> **Description of the task**:
Pull out every line below that contains the string "player", matching case.

=-=-=

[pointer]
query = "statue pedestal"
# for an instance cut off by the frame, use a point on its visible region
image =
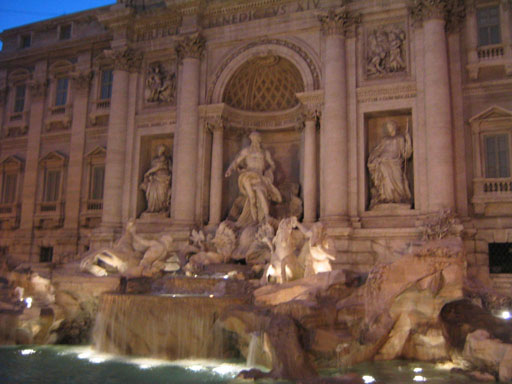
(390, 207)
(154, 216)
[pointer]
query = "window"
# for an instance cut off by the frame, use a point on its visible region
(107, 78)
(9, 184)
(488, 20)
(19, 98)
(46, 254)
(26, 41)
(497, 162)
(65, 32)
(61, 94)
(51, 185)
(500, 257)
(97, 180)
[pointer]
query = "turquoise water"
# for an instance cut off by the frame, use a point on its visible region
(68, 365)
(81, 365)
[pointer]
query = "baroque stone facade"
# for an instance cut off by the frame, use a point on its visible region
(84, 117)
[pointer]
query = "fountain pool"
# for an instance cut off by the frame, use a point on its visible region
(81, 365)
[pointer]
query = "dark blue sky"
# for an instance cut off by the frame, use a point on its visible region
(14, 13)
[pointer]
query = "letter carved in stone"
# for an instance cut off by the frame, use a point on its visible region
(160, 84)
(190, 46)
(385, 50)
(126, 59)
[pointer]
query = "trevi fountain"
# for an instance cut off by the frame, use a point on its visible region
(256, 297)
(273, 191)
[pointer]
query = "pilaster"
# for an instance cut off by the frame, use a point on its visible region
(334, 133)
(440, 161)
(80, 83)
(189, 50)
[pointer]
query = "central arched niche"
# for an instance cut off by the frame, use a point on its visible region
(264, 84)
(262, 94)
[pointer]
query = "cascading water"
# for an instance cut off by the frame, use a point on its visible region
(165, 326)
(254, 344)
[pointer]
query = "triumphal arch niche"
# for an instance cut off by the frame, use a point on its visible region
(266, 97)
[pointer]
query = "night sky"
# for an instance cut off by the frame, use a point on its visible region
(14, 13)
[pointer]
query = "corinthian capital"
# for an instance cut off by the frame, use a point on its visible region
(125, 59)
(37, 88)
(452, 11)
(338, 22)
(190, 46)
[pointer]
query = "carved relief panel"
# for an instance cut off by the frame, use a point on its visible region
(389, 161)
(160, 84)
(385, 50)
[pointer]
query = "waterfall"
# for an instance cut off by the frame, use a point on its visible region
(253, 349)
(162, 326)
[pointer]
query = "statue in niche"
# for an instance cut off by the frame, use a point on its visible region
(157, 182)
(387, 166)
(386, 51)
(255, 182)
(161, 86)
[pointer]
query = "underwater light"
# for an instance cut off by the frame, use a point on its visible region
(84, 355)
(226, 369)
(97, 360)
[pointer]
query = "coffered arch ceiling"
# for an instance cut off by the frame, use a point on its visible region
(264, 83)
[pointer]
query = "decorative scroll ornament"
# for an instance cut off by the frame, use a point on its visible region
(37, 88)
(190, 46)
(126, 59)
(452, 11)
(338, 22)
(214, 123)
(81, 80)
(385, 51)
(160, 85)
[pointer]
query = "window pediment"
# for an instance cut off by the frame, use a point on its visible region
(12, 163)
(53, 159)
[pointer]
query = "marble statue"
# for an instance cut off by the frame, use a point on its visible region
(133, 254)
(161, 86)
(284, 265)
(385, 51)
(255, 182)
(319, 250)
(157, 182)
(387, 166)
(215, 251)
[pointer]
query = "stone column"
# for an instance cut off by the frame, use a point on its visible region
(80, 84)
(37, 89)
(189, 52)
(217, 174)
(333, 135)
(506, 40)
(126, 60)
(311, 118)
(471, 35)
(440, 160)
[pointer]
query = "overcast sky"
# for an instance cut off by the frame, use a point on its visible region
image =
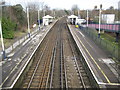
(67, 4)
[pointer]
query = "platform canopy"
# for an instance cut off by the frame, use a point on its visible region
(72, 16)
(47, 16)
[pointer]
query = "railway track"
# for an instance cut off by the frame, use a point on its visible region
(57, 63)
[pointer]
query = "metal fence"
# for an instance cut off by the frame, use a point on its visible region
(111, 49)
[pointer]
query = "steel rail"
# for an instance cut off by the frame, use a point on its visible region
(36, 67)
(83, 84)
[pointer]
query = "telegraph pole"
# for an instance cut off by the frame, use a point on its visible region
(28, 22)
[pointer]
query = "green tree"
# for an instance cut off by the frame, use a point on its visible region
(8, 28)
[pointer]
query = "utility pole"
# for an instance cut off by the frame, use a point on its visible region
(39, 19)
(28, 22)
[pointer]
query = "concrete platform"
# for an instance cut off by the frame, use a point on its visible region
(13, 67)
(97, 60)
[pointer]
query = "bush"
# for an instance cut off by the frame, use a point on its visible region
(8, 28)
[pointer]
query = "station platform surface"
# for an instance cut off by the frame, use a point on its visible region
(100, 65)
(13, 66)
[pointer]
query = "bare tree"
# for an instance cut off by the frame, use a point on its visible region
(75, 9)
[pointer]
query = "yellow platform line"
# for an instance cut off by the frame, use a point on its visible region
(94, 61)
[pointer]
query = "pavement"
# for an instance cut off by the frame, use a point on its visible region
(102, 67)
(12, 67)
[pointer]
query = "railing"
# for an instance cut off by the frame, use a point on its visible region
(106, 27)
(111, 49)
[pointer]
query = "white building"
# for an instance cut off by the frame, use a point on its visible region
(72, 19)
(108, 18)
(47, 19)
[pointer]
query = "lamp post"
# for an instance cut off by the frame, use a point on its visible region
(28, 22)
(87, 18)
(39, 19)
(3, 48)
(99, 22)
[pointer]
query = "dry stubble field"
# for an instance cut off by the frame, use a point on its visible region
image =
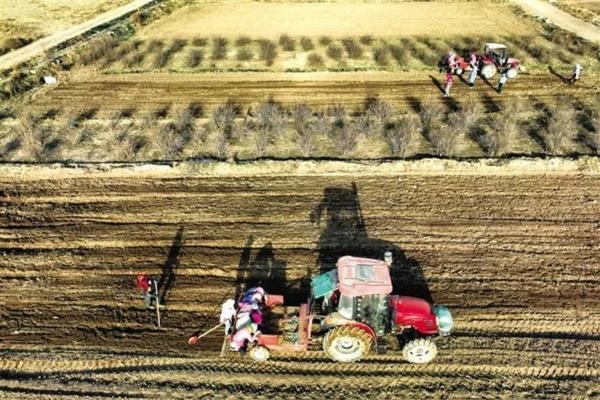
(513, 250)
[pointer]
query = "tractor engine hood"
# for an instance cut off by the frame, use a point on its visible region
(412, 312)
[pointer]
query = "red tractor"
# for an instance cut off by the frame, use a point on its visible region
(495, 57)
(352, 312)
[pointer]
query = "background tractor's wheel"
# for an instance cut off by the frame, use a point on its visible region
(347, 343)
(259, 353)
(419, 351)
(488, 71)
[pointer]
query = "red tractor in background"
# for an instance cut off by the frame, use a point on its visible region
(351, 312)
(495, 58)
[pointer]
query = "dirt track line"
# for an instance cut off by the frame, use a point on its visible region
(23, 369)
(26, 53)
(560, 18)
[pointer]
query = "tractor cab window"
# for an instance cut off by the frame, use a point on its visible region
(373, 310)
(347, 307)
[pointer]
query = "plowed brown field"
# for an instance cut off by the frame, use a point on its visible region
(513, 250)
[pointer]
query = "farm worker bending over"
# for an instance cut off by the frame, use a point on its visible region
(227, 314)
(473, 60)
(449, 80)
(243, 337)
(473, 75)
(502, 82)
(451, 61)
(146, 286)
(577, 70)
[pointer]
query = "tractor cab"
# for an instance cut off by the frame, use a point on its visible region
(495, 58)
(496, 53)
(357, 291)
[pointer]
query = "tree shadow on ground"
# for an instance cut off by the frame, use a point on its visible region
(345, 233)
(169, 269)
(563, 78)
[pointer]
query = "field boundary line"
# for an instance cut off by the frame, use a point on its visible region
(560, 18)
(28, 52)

=-=-=

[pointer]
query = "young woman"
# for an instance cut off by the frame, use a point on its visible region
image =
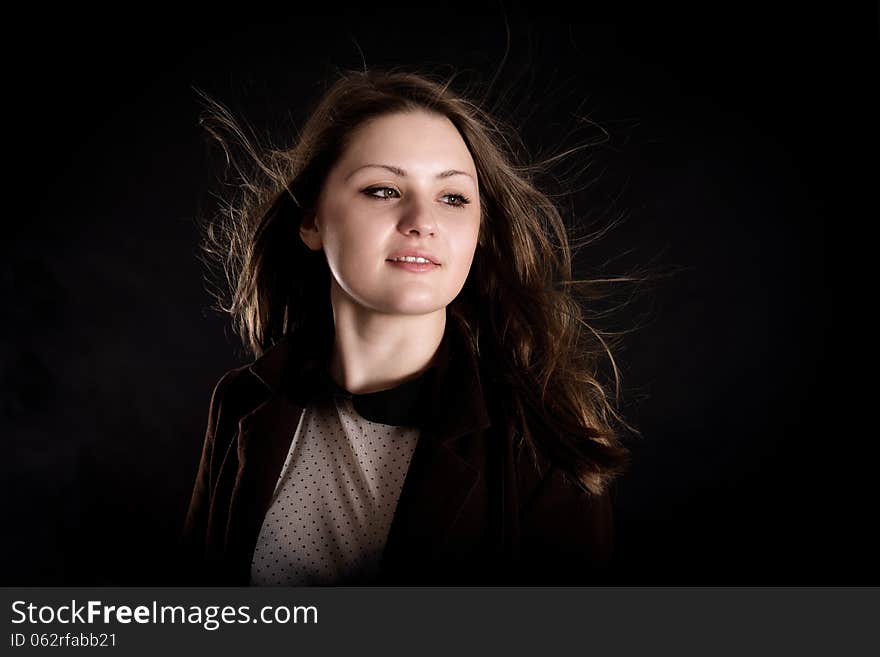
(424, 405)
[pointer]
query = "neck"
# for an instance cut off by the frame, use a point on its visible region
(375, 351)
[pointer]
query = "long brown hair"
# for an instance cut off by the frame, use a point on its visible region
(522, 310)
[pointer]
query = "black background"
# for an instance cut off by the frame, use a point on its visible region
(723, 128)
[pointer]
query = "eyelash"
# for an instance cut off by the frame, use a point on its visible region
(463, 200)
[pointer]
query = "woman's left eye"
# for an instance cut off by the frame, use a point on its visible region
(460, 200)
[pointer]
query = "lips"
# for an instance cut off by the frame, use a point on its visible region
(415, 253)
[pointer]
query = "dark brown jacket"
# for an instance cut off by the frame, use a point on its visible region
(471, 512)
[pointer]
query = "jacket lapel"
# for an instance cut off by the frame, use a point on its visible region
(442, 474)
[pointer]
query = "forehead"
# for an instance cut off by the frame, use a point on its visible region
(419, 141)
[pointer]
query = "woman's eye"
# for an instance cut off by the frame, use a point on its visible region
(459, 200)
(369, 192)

=-=-=

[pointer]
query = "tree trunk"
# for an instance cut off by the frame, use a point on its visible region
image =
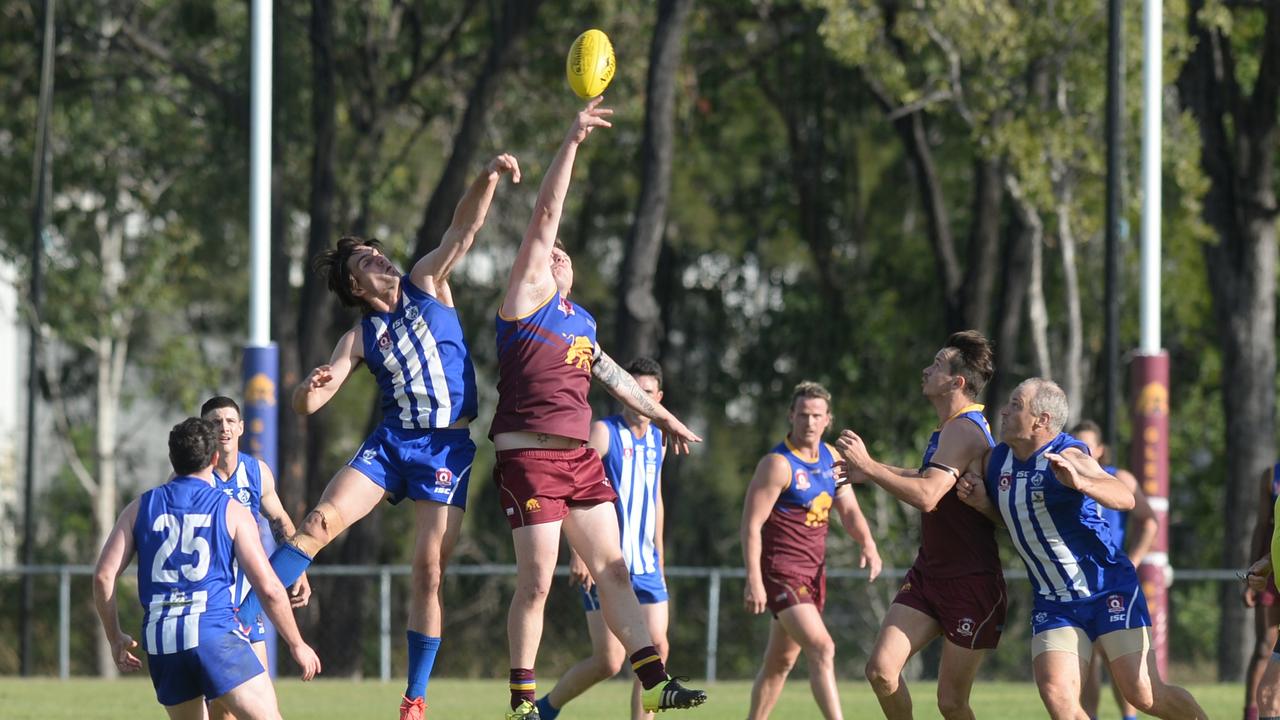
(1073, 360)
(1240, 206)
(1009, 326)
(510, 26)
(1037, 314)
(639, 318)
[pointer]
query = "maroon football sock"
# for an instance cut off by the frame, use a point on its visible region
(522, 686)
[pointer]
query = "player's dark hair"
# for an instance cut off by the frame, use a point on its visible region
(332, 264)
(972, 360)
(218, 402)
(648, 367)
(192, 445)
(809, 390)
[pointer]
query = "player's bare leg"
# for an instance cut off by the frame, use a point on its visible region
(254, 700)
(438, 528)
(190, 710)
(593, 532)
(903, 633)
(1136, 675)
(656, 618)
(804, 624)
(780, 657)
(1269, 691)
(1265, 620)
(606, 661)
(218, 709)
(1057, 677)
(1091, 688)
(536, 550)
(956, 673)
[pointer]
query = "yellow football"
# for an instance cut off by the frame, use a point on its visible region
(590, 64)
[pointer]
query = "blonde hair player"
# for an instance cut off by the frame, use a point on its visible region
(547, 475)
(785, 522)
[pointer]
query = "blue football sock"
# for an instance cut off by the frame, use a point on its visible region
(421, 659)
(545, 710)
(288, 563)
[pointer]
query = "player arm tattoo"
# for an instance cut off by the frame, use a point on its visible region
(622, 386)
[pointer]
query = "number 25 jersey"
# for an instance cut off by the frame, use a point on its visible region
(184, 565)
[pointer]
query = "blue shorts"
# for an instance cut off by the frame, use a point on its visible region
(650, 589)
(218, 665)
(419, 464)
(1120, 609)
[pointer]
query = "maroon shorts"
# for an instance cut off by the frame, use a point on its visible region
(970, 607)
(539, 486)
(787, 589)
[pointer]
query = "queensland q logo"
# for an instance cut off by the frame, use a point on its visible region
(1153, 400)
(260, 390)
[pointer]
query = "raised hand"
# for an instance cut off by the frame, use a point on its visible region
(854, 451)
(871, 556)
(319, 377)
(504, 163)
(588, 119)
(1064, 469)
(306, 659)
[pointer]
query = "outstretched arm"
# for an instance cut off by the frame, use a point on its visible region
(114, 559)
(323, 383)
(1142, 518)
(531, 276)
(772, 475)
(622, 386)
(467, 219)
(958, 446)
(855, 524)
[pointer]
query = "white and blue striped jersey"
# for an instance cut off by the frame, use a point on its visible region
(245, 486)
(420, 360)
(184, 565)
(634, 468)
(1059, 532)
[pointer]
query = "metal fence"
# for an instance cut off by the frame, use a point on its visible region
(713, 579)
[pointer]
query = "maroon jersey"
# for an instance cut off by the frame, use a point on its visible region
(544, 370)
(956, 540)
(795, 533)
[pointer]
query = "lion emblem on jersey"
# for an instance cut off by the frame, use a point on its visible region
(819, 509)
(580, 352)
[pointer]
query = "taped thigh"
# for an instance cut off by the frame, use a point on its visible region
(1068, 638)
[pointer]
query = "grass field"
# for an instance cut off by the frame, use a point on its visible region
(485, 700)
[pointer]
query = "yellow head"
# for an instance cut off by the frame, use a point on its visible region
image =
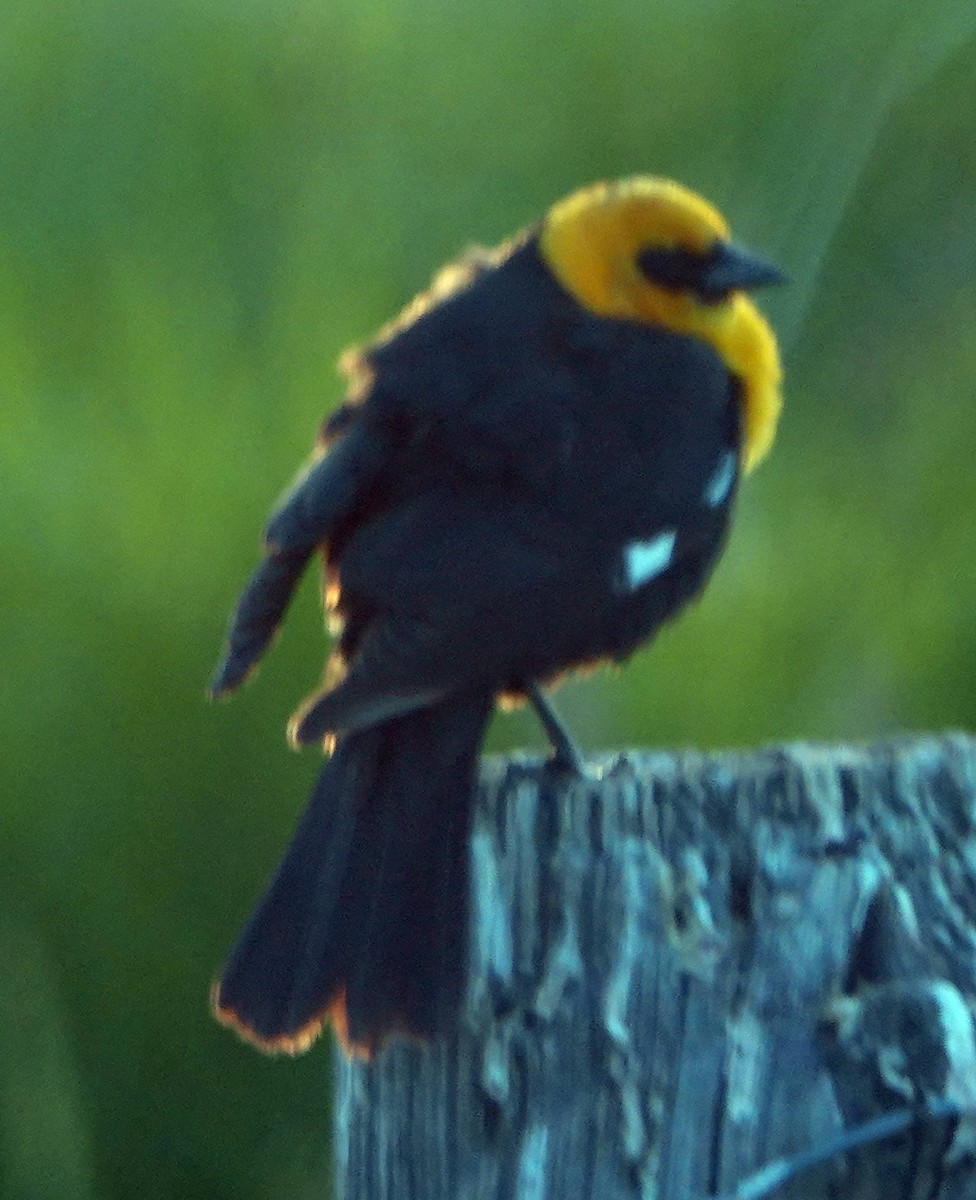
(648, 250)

=-=-=

> **Completed task**:
query = "player's dark hair"
query = "player's bare leg"
query = "blonde hair player"
query = "player arm tattoo"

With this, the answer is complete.